§ Records from a data collection:
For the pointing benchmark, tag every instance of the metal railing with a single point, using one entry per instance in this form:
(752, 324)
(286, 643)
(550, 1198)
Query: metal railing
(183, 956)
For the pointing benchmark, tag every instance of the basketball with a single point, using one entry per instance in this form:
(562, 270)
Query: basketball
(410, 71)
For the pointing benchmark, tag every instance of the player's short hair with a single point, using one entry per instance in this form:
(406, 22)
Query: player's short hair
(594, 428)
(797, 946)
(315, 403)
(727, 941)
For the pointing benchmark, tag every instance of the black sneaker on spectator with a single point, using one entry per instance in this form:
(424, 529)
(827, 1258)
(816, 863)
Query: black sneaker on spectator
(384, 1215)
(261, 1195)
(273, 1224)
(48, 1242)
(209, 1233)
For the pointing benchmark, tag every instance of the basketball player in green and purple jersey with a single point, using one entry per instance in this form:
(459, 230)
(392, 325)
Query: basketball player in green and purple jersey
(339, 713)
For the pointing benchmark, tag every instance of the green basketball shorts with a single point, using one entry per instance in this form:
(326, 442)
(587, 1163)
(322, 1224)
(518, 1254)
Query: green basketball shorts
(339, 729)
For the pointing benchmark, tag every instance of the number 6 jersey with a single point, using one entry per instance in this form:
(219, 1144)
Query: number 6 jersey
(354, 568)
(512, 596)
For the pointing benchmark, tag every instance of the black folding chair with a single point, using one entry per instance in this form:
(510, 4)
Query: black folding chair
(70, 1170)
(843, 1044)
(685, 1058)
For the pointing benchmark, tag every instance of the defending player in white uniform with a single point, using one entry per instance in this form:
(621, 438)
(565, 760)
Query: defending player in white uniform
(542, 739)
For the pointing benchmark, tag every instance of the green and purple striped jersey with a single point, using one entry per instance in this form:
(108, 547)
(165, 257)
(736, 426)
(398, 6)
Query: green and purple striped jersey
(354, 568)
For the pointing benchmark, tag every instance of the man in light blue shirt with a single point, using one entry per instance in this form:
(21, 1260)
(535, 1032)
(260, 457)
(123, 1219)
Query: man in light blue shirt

§ To be done: Please copy the material word for word, starting at the line that contains "For the pointing benchmark, tag every instance of the man" and stopping after its final line.

§ Reply to the task:
For the pointing benchmark, tag every instance of the man in light blue shirt with a single point, using one entry per instance in this form:
(21, 1260)
(535, 1032)
(260, 457)
(123, 1219)
Query: man in light blue shirt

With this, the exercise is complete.